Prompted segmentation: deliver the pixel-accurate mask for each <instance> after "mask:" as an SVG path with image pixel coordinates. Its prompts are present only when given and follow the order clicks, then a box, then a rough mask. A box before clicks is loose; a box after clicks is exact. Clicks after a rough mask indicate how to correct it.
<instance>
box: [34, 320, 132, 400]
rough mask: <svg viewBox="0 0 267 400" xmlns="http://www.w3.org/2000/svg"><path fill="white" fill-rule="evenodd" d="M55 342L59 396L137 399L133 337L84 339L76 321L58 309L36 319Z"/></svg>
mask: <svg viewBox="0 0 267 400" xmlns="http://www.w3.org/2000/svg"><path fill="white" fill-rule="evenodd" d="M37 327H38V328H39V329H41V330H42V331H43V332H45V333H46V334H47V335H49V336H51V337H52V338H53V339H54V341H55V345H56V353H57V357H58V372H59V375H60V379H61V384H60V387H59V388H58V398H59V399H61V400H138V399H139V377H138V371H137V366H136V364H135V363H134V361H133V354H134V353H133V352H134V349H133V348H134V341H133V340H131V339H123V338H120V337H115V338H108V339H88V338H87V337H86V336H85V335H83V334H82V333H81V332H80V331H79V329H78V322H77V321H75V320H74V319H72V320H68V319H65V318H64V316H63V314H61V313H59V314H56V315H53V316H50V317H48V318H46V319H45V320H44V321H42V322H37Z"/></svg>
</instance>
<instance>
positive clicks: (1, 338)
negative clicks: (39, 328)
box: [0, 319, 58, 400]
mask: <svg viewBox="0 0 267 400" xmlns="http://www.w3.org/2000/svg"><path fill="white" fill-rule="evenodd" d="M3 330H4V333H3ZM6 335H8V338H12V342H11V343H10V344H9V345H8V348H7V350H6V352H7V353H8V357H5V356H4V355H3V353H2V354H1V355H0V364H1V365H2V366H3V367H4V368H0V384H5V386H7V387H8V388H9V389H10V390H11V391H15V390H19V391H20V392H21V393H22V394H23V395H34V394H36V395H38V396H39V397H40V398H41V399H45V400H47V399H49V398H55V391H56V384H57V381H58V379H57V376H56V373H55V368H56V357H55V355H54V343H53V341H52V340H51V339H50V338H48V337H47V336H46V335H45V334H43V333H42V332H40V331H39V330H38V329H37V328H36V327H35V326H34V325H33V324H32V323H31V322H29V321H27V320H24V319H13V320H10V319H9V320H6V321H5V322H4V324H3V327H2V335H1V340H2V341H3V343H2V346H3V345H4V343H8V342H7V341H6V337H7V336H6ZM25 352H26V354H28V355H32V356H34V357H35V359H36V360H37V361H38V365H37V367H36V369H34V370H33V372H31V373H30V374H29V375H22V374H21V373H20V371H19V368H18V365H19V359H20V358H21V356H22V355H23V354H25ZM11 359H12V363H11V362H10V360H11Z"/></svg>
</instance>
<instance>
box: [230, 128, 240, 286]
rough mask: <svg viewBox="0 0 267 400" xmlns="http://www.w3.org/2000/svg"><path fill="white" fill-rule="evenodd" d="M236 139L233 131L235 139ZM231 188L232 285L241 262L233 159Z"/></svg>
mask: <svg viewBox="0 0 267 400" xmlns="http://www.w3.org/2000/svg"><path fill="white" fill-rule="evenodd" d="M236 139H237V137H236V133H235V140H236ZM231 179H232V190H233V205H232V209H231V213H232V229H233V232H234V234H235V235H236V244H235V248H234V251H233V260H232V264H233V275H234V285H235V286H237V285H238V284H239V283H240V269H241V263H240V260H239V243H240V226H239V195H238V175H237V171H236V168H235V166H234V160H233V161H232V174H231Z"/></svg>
--
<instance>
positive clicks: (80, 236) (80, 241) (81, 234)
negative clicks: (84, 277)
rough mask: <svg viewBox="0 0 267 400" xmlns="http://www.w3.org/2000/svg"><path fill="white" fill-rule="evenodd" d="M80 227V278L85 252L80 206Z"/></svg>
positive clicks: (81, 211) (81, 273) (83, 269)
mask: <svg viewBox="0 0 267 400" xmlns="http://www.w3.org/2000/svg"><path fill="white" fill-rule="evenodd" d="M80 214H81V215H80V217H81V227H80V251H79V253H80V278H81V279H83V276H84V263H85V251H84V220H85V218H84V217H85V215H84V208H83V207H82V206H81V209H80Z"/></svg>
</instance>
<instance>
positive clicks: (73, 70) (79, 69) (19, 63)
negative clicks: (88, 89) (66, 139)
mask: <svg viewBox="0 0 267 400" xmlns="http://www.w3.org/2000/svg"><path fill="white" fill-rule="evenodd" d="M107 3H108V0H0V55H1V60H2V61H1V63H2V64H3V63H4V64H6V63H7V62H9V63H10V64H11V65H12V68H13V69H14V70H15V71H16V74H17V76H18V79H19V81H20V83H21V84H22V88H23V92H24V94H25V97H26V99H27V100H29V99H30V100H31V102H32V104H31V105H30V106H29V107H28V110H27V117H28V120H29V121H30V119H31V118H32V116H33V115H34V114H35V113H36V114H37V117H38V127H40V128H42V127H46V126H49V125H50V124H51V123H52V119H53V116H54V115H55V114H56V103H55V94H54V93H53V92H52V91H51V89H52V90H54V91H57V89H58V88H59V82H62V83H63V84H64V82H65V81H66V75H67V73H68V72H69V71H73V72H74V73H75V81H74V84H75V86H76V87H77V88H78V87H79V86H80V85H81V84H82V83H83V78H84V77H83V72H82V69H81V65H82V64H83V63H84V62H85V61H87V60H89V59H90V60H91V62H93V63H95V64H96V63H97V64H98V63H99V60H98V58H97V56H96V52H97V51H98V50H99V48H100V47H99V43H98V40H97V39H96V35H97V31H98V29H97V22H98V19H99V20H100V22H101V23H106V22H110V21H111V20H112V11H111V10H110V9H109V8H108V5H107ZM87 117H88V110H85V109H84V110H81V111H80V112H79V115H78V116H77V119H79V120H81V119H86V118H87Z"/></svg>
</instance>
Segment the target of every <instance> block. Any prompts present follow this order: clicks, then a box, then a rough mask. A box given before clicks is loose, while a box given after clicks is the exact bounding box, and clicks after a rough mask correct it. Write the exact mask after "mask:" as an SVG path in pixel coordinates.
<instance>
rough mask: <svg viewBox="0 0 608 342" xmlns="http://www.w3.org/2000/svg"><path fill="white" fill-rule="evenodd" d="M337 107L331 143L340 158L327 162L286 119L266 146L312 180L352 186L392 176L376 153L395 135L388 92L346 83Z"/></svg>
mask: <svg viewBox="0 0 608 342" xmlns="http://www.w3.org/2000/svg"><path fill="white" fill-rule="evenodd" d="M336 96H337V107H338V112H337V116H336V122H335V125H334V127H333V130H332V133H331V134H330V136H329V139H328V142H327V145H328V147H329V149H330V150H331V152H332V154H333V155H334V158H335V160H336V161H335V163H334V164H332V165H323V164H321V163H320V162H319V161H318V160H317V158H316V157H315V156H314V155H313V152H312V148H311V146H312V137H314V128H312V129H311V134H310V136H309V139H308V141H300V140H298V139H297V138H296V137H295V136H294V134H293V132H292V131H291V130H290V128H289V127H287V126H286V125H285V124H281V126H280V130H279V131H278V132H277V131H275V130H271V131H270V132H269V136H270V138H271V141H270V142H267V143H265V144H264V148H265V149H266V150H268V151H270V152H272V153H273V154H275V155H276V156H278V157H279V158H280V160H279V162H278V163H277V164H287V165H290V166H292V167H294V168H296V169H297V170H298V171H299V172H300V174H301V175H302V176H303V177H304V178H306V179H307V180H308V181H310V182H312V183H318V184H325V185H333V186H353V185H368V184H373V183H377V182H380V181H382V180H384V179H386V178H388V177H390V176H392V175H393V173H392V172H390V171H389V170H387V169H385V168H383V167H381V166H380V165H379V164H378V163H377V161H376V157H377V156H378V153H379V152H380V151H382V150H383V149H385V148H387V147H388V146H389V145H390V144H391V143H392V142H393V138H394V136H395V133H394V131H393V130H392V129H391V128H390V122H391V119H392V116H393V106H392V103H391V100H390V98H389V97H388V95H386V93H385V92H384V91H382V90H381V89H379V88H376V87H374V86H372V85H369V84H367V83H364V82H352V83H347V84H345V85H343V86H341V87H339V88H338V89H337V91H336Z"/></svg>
--
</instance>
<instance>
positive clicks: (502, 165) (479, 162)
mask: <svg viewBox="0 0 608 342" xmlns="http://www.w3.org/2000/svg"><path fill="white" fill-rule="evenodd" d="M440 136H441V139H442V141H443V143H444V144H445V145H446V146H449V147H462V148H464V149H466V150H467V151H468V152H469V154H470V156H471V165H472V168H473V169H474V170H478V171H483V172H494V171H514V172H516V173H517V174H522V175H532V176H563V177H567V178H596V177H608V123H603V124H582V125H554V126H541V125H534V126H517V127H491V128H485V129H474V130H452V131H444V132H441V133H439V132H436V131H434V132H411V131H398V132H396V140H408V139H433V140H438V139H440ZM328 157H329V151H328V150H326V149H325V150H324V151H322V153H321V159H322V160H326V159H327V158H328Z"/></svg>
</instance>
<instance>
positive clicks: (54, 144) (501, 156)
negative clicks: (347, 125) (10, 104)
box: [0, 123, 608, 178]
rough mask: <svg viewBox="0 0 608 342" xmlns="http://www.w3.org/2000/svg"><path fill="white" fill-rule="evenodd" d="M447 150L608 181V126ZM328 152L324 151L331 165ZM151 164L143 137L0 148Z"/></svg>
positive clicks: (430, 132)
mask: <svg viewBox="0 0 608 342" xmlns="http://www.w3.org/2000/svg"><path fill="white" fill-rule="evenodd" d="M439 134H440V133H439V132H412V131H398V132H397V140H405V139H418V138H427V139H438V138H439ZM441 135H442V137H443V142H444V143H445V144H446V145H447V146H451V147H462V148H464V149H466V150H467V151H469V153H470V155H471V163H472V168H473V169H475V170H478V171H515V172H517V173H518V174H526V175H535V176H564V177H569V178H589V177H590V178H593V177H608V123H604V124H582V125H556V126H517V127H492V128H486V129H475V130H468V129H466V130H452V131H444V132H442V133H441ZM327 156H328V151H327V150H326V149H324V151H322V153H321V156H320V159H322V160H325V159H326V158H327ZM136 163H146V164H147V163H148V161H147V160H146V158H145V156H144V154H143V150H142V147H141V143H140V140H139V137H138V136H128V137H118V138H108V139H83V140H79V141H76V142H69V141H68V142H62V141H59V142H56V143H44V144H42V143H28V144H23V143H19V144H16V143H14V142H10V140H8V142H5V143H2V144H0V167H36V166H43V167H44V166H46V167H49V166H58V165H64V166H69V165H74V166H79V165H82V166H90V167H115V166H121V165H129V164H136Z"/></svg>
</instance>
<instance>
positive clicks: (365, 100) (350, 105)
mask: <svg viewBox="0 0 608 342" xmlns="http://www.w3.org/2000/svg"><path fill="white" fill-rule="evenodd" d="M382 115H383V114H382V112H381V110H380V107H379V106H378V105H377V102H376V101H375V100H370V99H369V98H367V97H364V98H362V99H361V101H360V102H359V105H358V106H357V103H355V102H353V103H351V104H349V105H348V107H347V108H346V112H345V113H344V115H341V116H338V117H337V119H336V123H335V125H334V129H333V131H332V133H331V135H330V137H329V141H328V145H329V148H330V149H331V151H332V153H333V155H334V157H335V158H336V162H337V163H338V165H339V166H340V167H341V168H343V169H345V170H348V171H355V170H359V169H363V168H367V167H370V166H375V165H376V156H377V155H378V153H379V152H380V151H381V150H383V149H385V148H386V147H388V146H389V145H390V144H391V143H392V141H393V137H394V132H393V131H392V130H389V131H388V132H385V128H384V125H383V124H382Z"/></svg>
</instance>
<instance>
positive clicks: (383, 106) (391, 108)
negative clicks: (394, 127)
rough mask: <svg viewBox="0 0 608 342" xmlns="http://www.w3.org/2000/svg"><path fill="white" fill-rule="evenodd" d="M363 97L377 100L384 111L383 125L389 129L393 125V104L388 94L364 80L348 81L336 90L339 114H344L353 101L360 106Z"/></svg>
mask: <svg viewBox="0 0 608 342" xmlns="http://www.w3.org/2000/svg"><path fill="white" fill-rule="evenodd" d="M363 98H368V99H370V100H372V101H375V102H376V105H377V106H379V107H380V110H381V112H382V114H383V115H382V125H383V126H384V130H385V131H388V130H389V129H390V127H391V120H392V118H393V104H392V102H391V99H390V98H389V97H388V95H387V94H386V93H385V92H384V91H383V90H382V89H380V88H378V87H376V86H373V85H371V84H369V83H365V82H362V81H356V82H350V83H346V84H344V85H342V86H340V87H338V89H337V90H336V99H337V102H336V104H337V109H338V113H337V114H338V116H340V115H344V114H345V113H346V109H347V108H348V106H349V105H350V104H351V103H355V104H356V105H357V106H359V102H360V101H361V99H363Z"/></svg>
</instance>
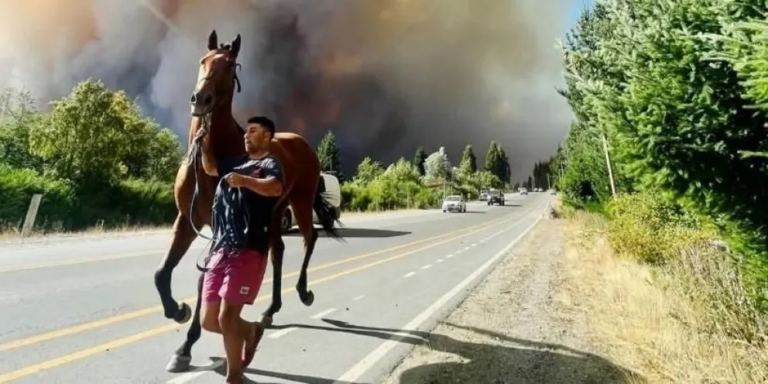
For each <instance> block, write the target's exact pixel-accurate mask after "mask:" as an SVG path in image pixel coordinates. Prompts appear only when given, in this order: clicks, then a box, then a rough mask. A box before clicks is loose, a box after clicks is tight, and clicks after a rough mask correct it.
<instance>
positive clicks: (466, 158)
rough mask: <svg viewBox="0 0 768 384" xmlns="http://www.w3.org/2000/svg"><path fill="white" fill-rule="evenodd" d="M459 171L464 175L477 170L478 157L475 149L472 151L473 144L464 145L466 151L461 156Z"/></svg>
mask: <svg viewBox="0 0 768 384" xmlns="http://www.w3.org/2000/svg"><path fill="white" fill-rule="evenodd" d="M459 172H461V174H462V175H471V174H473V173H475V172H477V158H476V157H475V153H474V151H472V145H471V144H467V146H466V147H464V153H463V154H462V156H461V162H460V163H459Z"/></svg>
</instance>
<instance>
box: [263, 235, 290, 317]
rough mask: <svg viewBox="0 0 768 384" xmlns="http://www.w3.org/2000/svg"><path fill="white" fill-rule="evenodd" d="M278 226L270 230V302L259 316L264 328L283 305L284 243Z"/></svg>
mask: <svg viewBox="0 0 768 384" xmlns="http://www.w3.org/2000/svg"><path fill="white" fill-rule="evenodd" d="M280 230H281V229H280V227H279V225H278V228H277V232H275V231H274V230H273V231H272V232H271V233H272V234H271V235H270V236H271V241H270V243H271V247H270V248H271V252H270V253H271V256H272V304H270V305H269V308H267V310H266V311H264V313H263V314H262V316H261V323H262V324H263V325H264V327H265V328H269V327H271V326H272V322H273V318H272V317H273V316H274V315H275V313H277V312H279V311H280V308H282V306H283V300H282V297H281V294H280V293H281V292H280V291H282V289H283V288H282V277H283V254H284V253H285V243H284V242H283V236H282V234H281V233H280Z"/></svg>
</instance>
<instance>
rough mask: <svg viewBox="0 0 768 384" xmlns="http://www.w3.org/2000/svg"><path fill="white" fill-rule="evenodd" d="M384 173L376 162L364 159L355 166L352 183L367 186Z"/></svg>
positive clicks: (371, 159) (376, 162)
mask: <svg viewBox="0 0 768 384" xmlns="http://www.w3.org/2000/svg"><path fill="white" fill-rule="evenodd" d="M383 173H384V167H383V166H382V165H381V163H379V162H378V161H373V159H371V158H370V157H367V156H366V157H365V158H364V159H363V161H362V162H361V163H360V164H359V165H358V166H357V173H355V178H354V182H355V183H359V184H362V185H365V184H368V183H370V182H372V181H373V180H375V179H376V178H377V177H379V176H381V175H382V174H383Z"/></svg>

PROBLEM DETAILS: Would you please repeat exactly the lines above, starting at the line with "positive clicks: (383, 106) (391, 108)" and stopping at the line with "negative clicks: (394, 127)", both included?

COMPLETED TASK:
positive clicks: (383, 106) (391, 108)
negative clicks: (394, 127)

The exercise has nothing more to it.